DESCRIPTION OF THE TASK:
Format the rows as a JSON list of strings, one string per line and blank lines left out. Cover only the part that opens with the line containing "Note: for this drill we locate the uniform jacket" and runs through the end of the rows.

GIVEN DATA:
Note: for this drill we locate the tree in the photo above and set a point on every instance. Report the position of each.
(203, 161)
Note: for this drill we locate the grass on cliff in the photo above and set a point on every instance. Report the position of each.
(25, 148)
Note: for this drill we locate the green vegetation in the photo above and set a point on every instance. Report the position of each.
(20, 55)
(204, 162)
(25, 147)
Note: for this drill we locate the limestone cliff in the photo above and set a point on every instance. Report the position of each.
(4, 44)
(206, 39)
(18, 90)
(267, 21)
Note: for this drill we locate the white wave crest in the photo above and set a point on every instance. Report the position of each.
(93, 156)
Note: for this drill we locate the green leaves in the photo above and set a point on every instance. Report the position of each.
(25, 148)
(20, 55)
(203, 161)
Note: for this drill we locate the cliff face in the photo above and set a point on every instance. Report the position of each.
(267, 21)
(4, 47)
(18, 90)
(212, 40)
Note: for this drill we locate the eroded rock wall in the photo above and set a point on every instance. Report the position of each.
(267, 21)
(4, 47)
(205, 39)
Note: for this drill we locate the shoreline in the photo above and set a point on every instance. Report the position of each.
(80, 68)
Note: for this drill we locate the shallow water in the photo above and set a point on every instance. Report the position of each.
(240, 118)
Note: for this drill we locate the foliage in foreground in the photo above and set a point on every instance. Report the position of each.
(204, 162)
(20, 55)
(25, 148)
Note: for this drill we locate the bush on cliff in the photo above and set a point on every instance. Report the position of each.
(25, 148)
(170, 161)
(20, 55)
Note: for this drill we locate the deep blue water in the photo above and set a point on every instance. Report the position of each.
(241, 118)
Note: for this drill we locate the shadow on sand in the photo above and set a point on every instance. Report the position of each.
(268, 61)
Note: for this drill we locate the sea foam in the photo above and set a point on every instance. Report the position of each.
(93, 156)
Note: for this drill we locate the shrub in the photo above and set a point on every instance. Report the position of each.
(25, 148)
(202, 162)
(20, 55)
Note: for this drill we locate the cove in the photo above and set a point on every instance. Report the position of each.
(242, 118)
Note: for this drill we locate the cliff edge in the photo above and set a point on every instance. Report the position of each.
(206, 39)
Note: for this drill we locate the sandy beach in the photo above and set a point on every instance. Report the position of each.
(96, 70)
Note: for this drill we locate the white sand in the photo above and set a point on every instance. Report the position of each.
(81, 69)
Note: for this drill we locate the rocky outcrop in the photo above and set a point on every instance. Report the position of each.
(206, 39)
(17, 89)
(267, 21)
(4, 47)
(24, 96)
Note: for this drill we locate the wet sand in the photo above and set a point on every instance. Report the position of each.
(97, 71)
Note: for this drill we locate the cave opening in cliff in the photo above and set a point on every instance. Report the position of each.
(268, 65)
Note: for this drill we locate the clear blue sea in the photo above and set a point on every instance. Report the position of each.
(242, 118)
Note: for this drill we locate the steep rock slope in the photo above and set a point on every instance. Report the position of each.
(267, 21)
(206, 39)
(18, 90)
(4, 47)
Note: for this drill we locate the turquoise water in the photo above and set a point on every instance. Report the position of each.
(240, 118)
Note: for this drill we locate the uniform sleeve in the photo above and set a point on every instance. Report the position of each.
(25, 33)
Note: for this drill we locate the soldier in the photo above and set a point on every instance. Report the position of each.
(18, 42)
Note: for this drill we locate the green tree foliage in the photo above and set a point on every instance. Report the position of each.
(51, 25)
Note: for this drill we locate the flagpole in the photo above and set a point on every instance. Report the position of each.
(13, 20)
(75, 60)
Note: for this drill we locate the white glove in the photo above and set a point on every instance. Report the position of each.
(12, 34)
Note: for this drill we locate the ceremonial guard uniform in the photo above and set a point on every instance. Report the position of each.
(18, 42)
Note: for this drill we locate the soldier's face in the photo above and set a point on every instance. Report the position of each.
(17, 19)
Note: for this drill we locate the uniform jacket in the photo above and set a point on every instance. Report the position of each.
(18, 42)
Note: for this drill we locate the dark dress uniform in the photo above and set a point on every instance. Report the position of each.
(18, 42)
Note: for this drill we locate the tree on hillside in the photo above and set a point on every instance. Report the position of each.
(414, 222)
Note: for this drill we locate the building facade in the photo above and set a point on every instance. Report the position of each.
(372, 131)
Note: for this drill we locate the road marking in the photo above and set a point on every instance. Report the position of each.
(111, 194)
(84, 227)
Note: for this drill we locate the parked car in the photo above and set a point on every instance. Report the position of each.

ANSWER TO THIS TASK:
[
  "Note: for this drill we locate the uniform jacket in the photo above and set a point on every instance. Report the position of each.",
  "(18, 42)",
  "Note: for this drill we locate the dark dress uniform in the photo above and set a point on every instance. Report the position of each.",
  "(18, 42)",
  "Note: for this drill we locate the tree on hillside in the photo above and set a point on every instance. Report the position of each.",
  "(414, 222)",
  "Note: for this drill we locate the building facade in the photo above and set a point on every instance. Report the position of each.",
  "(372, 131)",
  "Note: for this drill we locate the road marking in the photo above and set a point on every instance. Report the position of each.",
  "(111, 194)",
  "(84, 227)",
  "Note: for this drill we locate the parked car in the photo above and set a point on every instance. Report the position of each."
]